__EXTRAIT CHOISI__.
╭──
Par ailleurs Assimil s’est bien moqué de moi ; j’ai visité ma chambre de nuit, et comme la nuit, à Istanbul, est obscure, je n’ai rien vu par la fenêtre, sinon un gros carré d’ombre ; mais je me fiais bêtement au Bütün Boğaz ayaklar altında. Au rez-de-chaussée, c’était mal joué ; au lieu du Bosphore j’ai un terrain vague plein de fougères, et de chats, et la terrasse de mes voisins qui festoient jusqu’aux petites heures du matin. Cihangir est le paradis des fêtards. Mais bon, c’est agréable, c’est chaleureux ; l’autre jour une vieille les a insultés, il était trois heures dix, ils ne voulaient pas dormir ; pour finir son mari l’a giflée, et depuis on ne l’entend plus, elle est peut-être morte.
Cihangir est aussi le paradis des chats. Chacun a son immeuble de référence. Ils ne sont pas très vagabonds, ce sont des chats propriétaires. Au célébrissime Topçular Apt, il y en a quatre. Ils dorment dans la cour, apparemment ; eux aussi aiment la musique, c’est un état d’esprit. Le plus agile est Trois-Pattes. C’est mon Trois-Pattes (Benim Trois-Pattes). C’est un féroce : il flanque des beignes à tous les animaux du quartier, y compris aux grands chiens errants, maladifs et résignés, qui dorment à l’entrée du garage. Il est très affectueux, malgré son handicap, mais il a l’amour vache : cette nuit je voulais le remettre sur ses pattes, et il n’a pas voulu ; et gnak ! les crocs fichés dans ma manche, immédiatement démaillée ; sale bête, j’ai dû la secouer pendant trois minutes pour qu’elle se laisse enfin tomber.
Un autre chat s’est installé sur le rebord de ma fenêtre. C’est une petite femelle noire et rousse, aussi farouche que Trois-Pattes est entreprenant ; quand il a commencé à pleuvoir, et à Istanbul il pleut vraiment, genre cataractes, elle s’est réfugiée contre ma fenêtre et n’en a plus voulu bouger. Au fond d’un tiroir j’ai retrouvé un rideau en toile écrue, et je l’ai mis sur le rebord, pour isoler la pauvre bête du béton glacé. C’était un geste intéressé. J’aime bien avoir mon petit chat du matin. Depuis petit rituel : ouverture des rideaux, elle dort (la niaise) ; je glisse ma main, je la caresse, elle se laisse faire, rayon de soleil, subitement elle se rappelle qu’elle est farouche, et gnak ! elle me mord jusqu’au sang. Toujours placide, je lui allonge une baffe, elle s’enfuit en miaulant, je referme la fenêtre ; et voilà, le petit rituel est terminé.
╰──
__EXTRAIT SOURCE__.
╭──
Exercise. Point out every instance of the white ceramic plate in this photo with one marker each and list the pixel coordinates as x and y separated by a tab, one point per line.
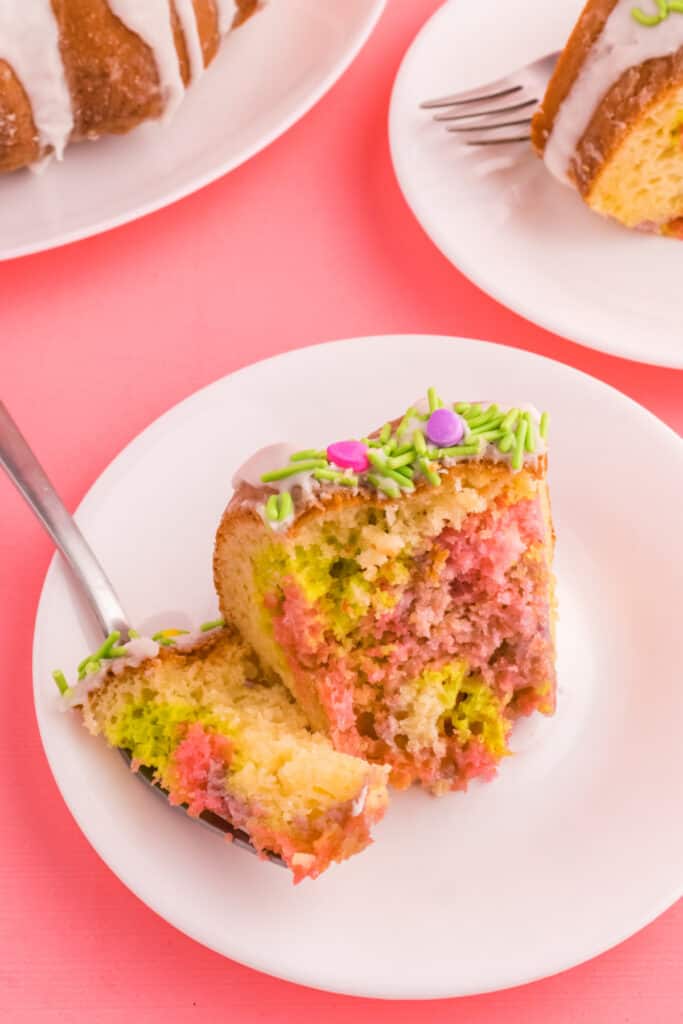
╰──
__ÉNONCÉ ÉCRIT A__.
Réponds à ces questions sur le texte sur les chats de Cihangir :
(i) Que voit-on depuis la chambre au rez-de-chaussée à la place du Bosphore ?
(ii) Combien de chats vivent au Topçular Apt ?
(iii) Quel objet est posé sur le rebord de la fenêtre pour protéger la petite chatte du béton glacé ?
__ÉNONCÉ ÉCRIT B__. Donne la suite du texte sur les chats de Cihangir, en reprenant juste après sa dernière phrase.

__RÉSULTAT FINAL A__.
(i) Un terrain vague plein de fougères et de chats, et la terrasse des voisins.
(ii) Quatre.
(iii) Un rideau en toile écrue.

__RÉSULTAT FINAL B__.
Cihangir est le petit paradis des intellectuels déprimés. C’est un quartier qui se prête merveilleusement à la mélancolie. Je dis cela pour les intellectuels ; car pour ma part, il me met de très bonne humeur, surtout quand il fait beau et que l’hôpital allemand resplendit de toute sa grâce d’enclume bavaroise. Mais les intellectuels dictent la mode. Ils suivent à la lettre les romans de Pamuk : conscience de la perte, dégradation, insignifiance historique ; tout ça. Il faut dire que certains immeubles inspirent une sorte d’amertume, comment dire, c’est peut-être la mosaïque de salle de bain, ou les lumières glauques à la nuit tombée, lumières d’intellectuels méditant sur l’insignifiance. Il y en a aussi beaucoup qui sont très coquets. Sur Cihangir Caddesi, c’est tous les jours l’Exposition d’Art Nouveau. Quand j’y passe je cherche les ascenseurs en fer forgé. Eux aussi me mettent de bonne humeur.
Il paraît qu’Istanbul est globalement une ville qui inspire de la mélancolie. Je n’ai pas remarqué. Il faut savoir être sensible à la poésie des mosaïques de salle de bain.
C’est ce que font nos amis français. Ils vivent tous dans le triangle d’or entre Sıraselviler Caddesi et l’hôpital allemand trônant en plein milieu, comme une grosse meringue rubiconde. Au milieu de Sıraselviler, au niveau des bars chics et de la pâtisserie Savoy, la densité de francophones devient proprement terrifiante. Au Carrefour Express, quand je vais acheter mon parmesan, je croise tous les professeurs de Galatasaray, et un grand nombre de pouffes qui discutent des joies du quartier. Le Carrefour Express, c’est la pause luxe. Tout y coûte vingt fois plus cher ; le parmesan, c’est mon salaire de la semaine ; mais j’y vais pour les lumières tamisées, pour ce petit bout de France, par snobisme, quoi.
Cihangir exerçait sur moi autrefois un attrait extraordinaire ; autrefois, c’est-à-dire au moment de ma première lecture de la leçon 32. Je sentais une sorte d’appel. Je paye six cents lires pour habiter dans ce maudit quartier ; six cents lires pour une petite chambre, mais que diable ! le matin, je me réveille à Cihangir ! Après vérification, ma rue serait dans Gümüşsuyu.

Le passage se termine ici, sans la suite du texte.